Exercise instructions: Reproduce every entry below precisely. Pictures are excluded from the copy.

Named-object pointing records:
================================

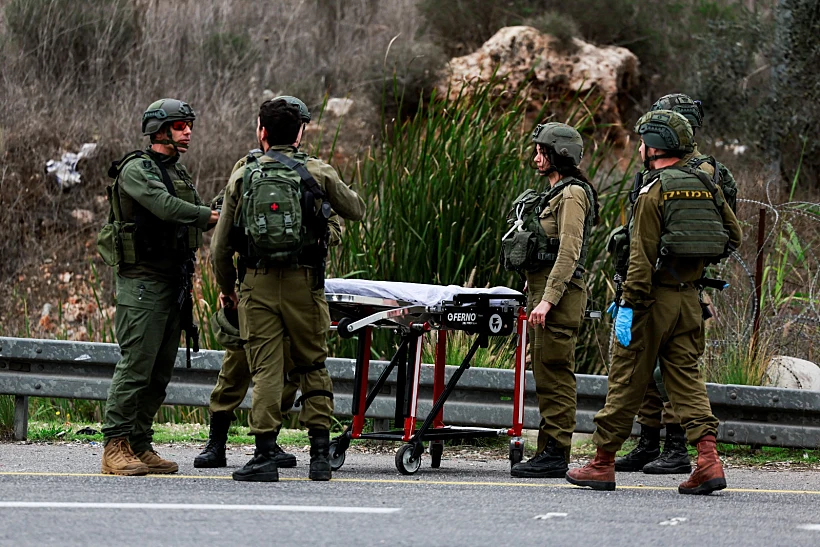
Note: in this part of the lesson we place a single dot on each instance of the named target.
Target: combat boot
(708, 476)
(283, 459)
(213, 455)
(319, 449)
(599, 474)
(119, 459)
(262, 467)
(674, 459)
(549, 464)
(648, 449)
(156, 464)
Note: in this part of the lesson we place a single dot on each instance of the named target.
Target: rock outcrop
(601, 76)
(794, 373)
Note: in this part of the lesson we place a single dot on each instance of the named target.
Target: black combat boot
(262, 467)
(674, 458)
(648, 449)
(319, 448)
(213, 455)
(549, 464)
(283, 459)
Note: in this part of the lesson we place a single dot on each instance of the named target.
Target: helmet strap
(168, 141)
(650, 159)
(550, 156)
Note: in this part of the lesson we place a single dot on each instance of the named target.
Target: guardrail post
(20, 417)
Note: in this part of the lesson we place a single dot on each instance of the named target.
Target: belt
(678, 286)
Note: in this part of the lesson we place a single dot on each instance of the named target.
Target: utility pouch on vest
(517, 251)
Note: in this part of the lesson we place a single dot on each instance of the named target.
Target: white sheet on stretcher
(415, 293)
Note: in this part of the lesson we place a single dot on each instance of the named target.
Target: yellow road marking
(412, 481)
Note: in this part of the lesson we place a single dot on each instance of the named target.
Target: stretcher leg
(412, 388)
(360, 382)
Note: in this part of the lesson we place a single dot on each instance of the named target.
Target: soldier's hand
(539, 314)
(229, 300)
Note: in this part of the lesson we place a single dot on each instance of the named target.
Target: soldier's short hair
(282, 121)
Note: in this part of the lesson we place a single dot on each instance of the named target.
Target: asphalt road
(53, 495)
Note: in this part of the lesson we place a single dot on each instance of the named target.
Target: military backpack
(279, 214)
(692, 221)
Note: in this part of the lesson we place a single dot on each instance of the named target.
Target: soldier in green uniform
(155, 227)
(681, 221)
(656, 414)
(548, 242)
(282, 200)
(235, 377)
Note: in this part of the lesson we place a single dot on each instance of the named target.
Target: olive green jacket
(642, 274)
(344, 201)
(140, 185)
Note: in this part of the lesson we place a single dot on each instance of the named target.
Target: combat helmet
(225, 324)
(298, 103)
(163, 111)
(682, 104)
(668, 131)
(560, 139)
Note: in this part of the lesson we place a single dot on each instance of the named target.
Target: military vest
(526, 247)
(278, 213)
(721, 177)
(692, 221)
(138, 235)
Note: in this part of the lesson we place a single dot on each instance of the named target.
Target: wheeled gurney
(359, 306)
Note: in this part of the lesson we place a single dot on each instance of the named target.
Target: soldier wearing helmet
(680, 221)
(155, 226)
(656, 414)
(235, 376)
(548, 244)
(281, 283)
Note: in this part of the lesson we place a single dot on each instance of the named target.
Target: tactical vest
(722, 178)
(143, 236)
(692, 221)
(526, 246)
(279, 215)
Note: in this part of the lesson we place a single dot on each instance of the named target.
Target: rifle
(186, 308)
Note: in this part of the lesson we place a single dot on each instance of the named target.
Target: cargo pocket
(128, 246)
(623, 364)
(322, 315)
(136, 293)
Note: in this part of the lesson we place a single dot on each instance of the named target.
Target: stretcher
(412, 310)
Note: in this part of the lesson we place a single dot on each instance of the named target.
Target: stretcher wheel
(516, 450)
(341, 328)
(436, 450)
(336, 456)
(405, 462)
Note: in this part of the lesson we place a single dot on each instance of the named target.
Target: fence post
(761, 238)
(20, 417)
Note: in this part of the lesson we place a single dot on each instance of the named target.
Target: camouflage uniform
(275, 301)
(148, 319)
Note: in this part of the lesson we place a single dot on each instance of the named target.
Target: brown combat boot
(708, 476)
(156, 464)
(599, 474)
(119, 459)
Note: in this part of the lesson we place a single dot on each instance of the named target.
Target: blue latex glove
(612, 310)
(623, 326)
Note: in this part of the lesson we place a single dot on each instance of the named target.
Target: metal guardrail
(83, 370)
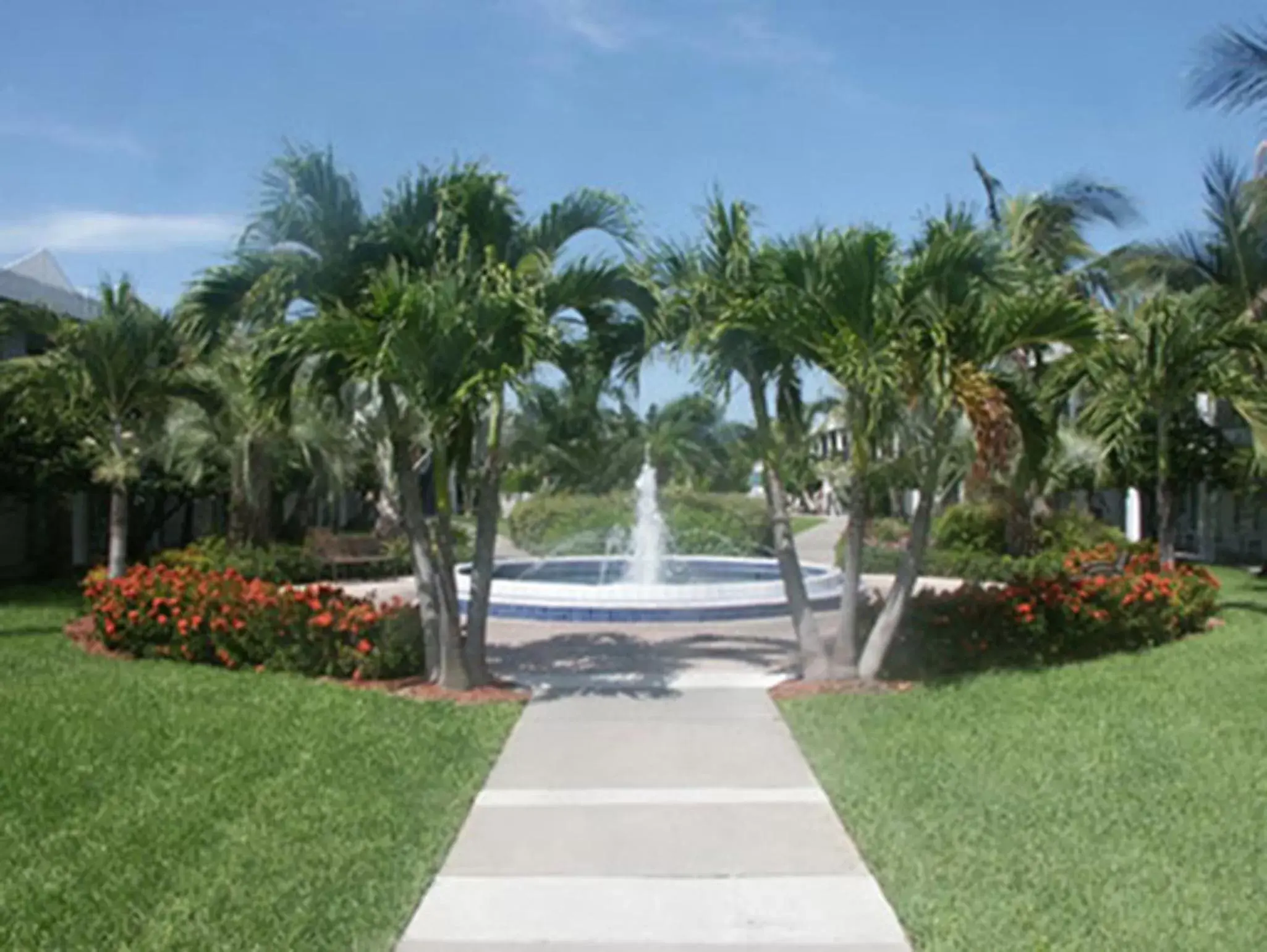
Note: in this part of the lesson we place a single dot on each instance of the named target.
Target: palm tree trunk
(1164, 495)
(813, 661)
(909, 572)
(117, 562)
(487, 514)
(844, 661)
(452, 671)
(417, 534)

================================

Solution below:
Note: in this part of the lesson we place a single dot on each instance of the named target.
Target: combat boot
(708, 476)
(283, 459)
(213, 455)
(319, 449)
(599, 474)
(119, 459)
(262, 467)
(674, 459)
(549, 464)
(648, 449)
(156, 464)
Note: in this part of the lesson we place a single dot on each instance of the named target.
Target: rock outcrop
(601, 76)
(794, 373)
Note: in this part of the lesson we place a single dot on each instance of the named target.
Target: black combat boot
(262, 467)
(674, 458)
(648, 449)
(319, 448)
(213, 455)
(549, 464)
(283, 459)
Note: in this part of the lesson we place a single dot on each instance of the named target.
Target: helmet strap
(168, 141)
(650, 159)
(550, 156)
Note: in this part of the lesson we place a single dot on each instance of the named target.
Target: guardrail post
(20, 417)
Note: in this part of the lesson we place a single dot on each instance of the named target.
Target: belt
(678, 286)
Note: in this part of the lesson we place a single dot on each instance of the named target.
Target: utility pouch on vest
(517, 251)
Note: in this part of the lesson we place a single dot on each instance of the named target.
Target: white sheet on stretcher
(415, 293)
Note: in this part of the lesson we place a single dot on each instance of the named target.
Target: yellow road marking
(412, 481)
Note: in this part of the lesson we place a single dot on each instance of the named target.
Target: stretcher leg
(412, 388)
(360, 382)
Note: in this part of the lesson we place a single dot on each instance of the named target.
Target: soldier's hand
(539, 314)
(229, 300)
Note: in this part of the lesson we place a single dot on each instance of the named target.
Target: soldier's short hair
(282, 121)
Note: in this part of the lesson we place a single dot on each instance of the named target.
Target: asphalt road
(53, 495)
Note: in this part of the lesson we place a single dot on each instance of the named target.
Target: military backpack
(279, 214)
(692, 221)
Note: in this part of the lesson we place a single dot on each instance of the named target.
Target: soldier in green uniform
(155, 227)
(681, 221)
(656, 414)
(548, 242)
(282, 200)
(235, 377)
Note: in this part of the lesson we place a single dot on each instance of the named target.
Target: olive green jacket
(642, 274)
(344, 201)
(140, 185)
Note: in this part of the lesson we place a single dot on each instance of the named target.
Target: combat helmet
(225, 324)
(298, 103)
(163, 111)
(682, 104)
(668, 131)
(560, 139)
Note: in this part of the lesson we place a single dot on each instance of the named target.
Target: military vest
(526, 247)
(278, 213)
(721, 177)
(692, 221)
(138, 235)
Note: in this part of the lesson we place a single dot on each instance of the named target.
Target: wheeled gurney
(359, 306)
Note: in this part of the lesson we place a single dot on each instance of the named target.
Target: soldier wearing helmet
(680, 221)
(155, 226)
(656, 414)
(235, 376)
(548, 244)
(281, 283)
Note: in this part of the lesson we place a single dot on each instance of the named target.
Target: tactical vest
(722, 178)
(143, 236)
(692, 221)
(526, 246)
(279, 215)
Note: in this part of the lesson we place a single dot on each instance of the named target.
Target: rifle
(186, 308)
Note: in this part of the lesson we place a single dot on each instance of the named target.
Target: cargo pocket
(128, 246)
(623, 364)
(322, 315)
(136, 293)
Note: in this part of the lesson we place a single dot on each instance of the named target.
Target: stretcher
(412, 310)
Note: in this part of the lesson we place a single dot on each instance of the named target.
Target: stretcher wheel
(516, 450)
(341, 328)
(436, 450)
(336, 456)
(405, 462)
Note: in this part of the lesson we place a single dot on each instance of the named target.
Target: fence post
(761, 238)
(20, 417)
Note: in this part of the lesson we place a single dot on each instance of the named target.
Target: camouflage uniform
(275, 301)
(148, 319)
Note: in this part of the lesson we place a single dot on each instance of the named target.
Target: brown combat boot
(708, 476)
(156, 464)
(599, 474)
(119, 459)
Note: in this part of the lesson we place a single dot on each instance of the named target.
Target: blue latex glove
(612, 310)
(623, 326)
Note: in this part of the lesson we place a single dot on each instance of the named target.
Target: metal guardrail
(83, 370)
Note: in this part of the lesson we place a single dot on each instance of the named target.
Target: palm tree trunk
(1164, 495)
(813, 661)
(909, 572)
(117, 562)
(487, 514)
(844, 661)
(452, 671)
(417, 534)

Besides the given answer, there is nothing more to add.